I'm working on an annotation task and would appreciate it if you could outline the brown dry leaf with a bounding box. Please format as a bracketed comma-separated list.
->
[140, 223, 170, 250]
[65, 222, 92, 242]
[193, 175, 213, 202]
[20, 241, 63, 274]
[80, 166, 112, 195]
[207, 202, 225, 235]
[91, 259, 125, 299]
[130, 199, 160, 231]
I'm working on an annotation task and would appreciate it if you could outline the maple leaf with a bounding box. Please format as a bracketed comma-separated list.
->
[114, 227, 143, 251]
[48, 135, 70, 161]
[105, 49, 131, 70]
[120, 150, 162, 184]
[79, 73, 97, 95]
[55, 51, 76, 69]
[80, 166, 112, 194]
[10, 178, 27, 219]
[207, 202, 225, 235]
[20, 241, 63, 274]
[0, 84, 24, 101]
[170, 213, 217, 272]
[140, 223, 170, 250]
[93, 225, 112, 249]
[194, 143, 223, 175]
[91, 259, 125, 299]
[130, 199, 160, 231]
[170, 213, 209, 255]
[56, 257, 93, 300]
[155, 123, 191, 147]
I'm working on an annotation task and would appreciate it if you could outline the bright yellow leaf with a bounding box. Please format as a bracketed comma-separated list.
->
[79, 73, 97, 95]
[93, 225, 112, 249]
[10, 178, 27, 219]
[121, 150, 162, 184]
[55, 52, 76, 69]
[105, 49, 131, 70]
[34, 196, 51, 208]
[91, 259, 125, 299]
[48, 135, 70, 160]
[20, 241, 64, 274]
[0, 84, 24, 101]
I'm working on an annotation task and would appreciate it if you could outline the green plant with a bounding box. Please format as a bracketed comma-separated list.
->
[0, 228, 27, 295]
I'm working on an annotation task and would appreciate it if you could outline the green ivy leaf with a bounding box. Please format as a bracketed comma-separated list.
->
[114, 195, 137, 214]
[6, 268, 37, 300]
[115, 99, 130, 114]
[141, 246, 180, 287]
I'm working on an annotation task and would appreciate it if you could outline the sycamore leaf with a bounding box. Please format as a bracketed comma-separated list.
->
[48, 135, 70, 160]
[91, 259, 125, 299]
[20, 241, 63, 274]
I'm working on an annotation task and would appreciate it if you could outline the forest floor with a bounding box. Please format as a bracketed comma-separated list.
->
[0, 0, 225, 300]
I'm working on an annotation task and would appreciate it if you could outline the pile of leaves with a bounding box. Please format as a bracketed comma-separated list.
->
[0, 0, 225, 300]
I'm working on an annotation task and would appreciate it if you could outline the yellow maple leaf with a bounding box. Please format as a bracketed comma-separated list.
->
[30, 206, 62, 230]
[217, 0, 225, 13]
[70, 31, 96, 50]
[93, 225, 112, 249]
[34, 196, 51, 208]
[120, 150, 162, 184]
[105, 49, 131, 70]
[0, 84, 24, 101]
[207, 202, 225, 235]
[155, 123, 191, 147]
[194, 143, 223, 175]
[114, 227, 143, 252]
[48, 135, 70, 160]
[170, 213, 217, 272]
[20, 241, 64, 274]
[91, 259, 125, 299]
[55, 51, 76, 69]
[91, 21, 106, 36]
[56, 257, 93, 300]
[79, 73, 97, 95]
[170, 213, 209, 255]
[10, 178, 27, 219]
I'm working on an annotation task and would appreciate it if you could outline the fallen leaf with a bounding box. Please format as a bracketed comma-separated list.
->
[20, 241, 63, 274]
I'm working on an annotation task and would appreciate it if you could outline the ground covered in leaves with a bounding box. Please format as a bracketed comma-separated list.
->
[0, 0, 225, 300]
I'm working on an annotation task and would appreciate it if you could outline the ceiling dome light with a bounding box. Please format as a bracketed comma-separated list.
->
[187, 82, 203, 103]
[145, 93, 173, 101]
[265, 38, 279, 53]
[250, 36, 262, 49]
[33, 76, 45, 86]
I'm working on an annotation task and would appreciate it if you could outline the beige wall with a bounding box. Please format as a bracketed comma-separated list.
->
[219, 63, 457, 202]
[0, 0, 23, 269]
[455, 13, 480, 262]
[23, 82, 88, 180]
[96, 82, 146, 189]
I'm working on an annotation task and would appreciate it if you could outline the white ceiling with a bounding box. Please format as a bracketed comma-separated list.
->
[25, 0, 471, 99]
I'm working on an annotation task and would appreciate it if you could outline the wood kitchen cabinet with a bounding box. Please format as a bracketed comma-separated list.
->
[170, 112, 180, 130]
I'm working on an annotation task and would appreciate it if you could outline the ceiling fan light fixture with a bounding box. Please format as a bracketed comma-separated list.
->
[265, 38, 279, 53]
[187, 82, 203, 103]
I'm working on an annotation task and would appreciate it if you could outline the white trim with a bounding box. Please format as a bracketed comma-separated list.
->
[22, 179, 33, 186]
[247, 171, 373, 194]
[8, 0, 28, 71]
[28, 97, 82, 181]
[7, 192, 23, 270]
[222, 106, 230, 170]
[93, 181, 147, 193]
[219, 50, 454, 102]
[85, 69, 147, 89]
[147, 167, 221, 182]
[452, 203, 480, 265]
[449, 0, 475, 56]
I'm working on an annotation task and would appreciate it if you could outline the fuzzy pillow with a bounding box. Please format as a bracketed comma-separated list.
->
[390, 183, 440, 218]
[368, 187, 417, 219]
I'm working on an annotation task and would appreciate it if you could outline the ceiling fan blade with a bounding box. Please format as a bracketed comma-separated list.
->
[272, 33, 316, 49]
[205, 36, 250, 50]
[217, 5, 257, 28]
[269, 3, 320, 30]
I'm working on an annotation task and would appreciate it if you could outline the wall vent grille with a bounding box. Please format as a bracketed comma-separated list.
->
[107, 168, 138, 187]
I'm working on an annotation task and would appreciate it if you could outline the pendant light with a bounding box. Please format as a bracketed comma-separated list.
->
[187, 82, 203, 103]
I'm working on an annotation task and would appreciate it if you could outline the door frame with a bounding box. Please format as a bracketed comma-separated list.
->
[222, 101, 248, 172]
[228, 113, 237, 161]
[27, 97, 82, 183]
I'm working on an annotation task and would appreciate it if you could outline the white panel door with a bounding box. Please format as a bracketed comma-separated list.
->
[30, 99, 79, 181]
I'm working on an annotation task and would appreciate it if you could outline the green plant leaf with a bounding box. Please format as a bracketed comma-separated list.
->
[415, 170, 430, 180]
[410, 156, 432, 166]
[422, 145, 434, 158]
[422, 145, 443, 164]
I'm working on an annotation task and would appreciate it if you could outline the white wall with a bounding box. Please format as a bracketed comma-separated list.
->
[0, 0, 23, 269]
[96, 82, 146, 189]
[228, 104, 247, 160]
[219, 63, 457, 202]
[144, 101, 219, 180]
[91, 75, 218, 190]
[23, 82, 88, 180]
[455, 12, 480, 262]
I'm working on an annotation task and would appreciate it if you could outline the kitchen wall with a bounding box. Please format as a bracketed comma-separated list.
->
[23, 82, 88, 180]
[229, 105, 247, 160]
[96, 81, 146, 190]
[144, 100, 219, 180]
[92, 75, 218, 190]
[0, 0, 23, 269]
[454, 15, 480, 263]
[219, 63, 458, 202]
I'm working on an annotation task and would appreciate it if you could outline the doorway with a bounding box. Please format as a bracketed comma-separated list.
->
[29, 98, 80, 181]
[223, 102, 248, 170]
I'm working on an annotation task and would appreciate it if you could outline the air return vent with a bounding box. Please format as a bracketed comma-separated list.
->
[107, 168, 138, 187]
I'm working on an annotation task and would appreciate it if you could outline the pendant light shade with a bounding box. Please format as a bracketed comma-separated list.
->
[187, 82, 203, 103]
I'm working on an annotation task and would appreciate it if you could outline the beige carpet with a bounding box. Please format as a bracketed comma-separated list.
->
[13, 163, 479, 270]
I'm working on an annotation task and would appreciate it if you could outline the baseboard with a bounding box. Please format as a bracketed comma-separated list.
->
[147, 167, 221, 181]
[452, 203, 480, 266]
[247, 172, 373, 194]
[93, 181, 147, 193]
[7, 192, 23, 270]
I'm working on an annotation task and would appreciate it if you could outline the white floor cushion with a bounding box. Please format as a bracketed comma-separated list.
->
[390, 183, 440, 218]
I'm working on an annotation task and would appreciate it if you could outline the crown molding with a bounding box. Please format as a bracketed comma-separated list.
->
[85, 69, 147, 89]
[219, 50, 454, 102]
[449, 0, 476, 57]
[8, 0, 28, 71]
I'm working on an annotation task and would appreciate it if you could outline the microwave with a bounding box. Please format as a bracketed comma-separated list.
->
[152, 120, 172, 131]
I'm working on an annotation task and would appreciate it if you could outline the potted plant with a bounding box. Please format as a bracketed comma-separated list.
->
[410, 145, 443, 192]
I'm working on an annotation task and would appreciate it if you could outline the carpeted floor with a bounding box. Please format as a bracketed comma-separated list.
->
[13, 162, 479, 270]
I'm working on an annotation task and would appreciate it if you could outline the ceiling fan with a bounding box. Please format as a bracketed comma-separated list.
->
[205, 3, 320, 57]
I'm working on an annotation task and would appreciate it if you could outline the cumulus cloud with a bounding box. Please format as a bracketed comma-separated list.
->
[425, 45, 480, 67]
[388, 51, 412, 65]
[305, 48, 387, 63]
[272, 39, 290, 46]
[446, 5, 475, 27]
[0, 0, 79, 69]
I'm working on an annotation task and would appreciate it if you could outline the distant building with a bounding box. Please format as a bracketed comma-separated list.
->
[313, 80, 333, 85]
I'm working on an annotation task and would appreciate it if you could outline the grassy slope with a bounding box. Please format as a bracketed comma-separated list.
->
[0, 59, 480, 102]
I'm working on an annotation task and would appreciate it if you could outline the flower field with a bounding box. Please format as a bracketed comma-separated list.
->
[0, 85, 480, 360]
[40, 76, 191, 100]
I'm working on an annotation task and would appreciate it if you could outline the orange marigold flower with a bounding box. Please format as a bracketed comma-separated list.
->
============================================================
→ **EXERCISE TASK**:
Rewrite the part of the entries that opens with the line containing "outline the distant" and closes with the line containing "[313, 80, 333, 85]", changing "distant building" to "nearby building" and leaving everything else unchanged. Give only those lines.

→ **SOLUTION TO THE PROBLEM**:
I'm working on an annotation task and would appreciate it if you could outline the nearby building with a bounding box. Please format as a bracketed comma-separated list.
->
[313, 80, 333, 85]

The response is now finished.